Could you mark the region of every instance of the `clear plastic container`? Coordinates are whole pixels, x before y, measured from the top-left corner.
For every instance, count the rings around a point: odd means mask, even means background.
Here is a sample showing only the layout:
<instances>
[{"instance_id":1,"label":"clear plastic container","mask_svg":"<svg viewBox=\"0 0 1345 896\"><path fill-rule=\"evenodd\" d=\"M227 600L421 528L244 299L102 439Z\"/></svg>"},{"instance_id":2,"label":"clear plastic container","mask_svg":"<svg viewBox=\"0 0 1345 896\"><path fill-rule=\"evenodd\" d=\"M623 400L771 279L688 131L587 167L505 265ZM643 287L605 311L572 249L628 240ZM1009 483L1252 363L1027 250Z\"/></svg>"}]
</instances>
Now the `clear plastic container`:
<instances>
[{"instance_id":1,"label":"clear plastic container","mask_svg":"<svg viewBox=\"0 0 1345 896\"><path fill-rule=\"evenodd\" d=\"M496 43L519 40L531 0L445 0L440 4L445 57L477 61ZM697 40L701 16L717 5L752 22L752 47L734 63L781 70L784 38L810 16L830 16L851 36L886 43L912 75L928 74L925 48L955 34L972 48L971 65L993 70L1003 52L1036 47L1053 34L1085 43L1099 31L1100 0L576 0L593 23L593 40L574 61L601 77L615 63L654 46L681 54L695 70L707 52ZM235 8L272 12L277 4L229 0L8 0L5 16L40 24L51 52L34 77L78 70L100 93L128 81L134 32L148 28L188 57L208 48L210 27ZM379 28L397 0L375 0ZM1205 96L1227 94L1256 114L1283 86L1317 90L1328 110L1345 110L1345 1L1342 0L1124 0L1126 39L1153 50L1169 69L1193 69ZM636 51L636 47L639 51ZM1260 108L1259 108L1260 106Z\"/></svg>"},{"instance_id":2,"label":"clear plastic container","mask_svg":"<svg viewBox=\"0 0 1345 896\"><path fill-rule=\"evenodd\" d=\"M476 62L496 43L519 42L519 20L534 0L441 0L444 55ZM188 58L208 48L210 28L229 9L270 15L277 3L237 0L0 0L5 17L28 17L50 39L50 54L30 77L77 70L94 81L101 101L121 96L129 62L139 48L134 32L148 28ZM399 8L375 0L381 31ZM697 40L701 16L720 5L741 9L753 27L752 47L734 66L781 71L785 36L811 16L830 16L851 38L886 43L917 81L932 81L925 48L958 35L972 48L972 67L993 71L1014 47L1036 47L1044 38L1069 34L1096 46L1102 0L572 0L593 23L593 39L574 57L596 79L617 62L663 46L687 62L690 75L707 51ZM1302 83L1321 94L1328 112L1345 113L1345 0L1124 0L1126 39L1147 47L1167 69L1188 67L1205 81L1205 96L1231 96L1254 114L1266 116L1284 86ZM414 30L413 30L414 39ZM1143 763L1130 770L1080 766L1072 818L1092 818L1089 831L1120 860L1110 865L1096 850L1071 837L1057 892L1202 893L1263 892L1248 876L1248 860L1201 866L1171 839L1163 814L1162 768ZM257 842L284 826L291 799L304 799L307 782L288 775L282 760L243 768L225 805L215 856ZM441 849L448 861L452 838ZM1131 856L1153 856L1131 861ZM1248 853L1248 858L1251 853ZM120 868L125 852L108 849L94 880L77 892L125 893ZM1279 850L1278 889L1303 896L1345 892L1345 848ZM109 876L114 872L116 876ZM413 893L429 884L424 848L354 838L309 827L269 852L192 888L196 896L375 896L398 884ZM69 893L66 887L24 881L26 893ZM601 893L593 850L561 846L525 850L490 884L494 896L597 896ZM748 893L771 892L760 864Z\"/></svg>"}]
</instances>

▶ **Work instructions**: Exactly as written, please output every entry.

▶ **Solution below**:
Could you mark the region of every instance of the `clear plastic container`? Coordinates are whole pixels, x before y, measured from the top-left corner.
For every instance, count the rings around a point: odd means mask, even means background.
Here is a sample showing only the layout:
<instances>
[{"instance_id":1,"label":"clear plastic container","mask_svg":"<svg viewBox=\"0 0 1345 896\"><path fill-rule=\"evenodd\" d=\"M227 600L421 528L244 299L102 439Z\"/></svg>"},{"instance_id":2,"label":"clear plastic container","mask_svg":"<svg viewBox=\"0 0 1345 896\"><path fill-rule=\"evenodd\" d=\"M623 400L771 279L688 131L587 167L505 265ZM643 287L605 311L572 249L628 240ZM1009 483L1252 363L1027 250Z\"/></svg>"}]
</instances>
Now the `clear plastic container`:
<instances>
[{"instance_id":1,"label":"clear plastic container","mask_svg":"<svg viewBox=\"0 0 1345 896\"><path fill-rule=\"evenodd\" d=\"M496 43L519 40L531 0L445 0L440 4L445 57L477 61ZM697 40L701 16L717 5L752 22L752 47L734 63L781 70L784 38L810 16L830 16L851 36L886 43L912 75L928 74L925 48L955 34L972 48L971 65L993 70L1003 52L1036 47L1053 34L1085 43L1099 31L1100 0L576 0L593 23L593 40L574 61L601 77L615 63L654 46L681 54L695 70L707 52ZM235 8L272 12L277 4L229 0L8 0L5 16L40 24L51 52L34 77L78 70L100 93L128 81L134 32L148 28L188 57L208 48L210 27ZM379 28L397 0L375 0ZM1205 96L1227 94L1256 114L1283 86L1317 90L1328 110L1345 110L1345 1L1342 0L1124 0L1126 39L1153 50L1169 69L1193 69ZM636 51L636 47L639 51ZM1260 108L1259 108L1260 106Z\"/></svg>"},{"instance_id":2,"label":"clear plastic container","mask_svg":"<svg viewBox=\"0 0 1345 896\"><path fill-rule=\"evenodd\" d=\"M476 62L496 43L519 42L519 20L534 0L441 0L444 55ZM188 58L208 48L210 28L229 9L270 15L277 3L237 0L0 0L5 17L28 17L50 39L50 54L30 77L77 70L94 81L101 101L121 96L129 62L139 48L134 32L148 28ZM399 8L375 0L381 31ZM697 40L701 16L720 5L741 9L753 27L752 47L734 66L781 71L785 36L811 16L830 16L851 38L886 43L917 81L932 81L925 48L958 35L972 48L972 67L993 71L1014 47L1036 47L1044 38L1069 34L1096 46L1102 0L572 0L593 23L593 39L574 57L596 79L617 62L663 46L687 62L690 75L707 51ZM1302 83L1321 94L1328 112L1345 113L1345 0L1124 0L1126 39L1147 47L1167 69L1188 67L1205 81L1205 96L1231 96L1254 114L1266 116L1284 86ZM414 30L413 30L414 39ZM1143 763L1130 770L1080 766L1072 818L1092 818L1089 831L1120 860L1110 865L1096 850L1071 837L1057 892L1202 893L1263 892L1248 876L1248 860L1201 866L1171 839L1163 814L1162 768ZM257 842L284 826L291 799L304 799L307 782L288 775L282 760L243 768L225 805L215 856ZM441 849L448 861L452 838ZM1131 856L1153 856L1131 861ZM1248 853L1248 858L1251 853ZM120 868L125 852L108 849L94 880L77 892L125 893ZM1279 850L1278 889L1303 896L1345 892L1345 848ZM109 876L114 872L116 876ZM413 893L429 884L424 848L354 838L309 827L269 852L192 888L196 896L375 896L398 884ZM69 893L66 887L24 881L26 893ZM601 893L593 850L561 846L525 850L490 884L494 896L597 896ZM748 893L771 892L760 864Z\"/></svg>"}]
</instances>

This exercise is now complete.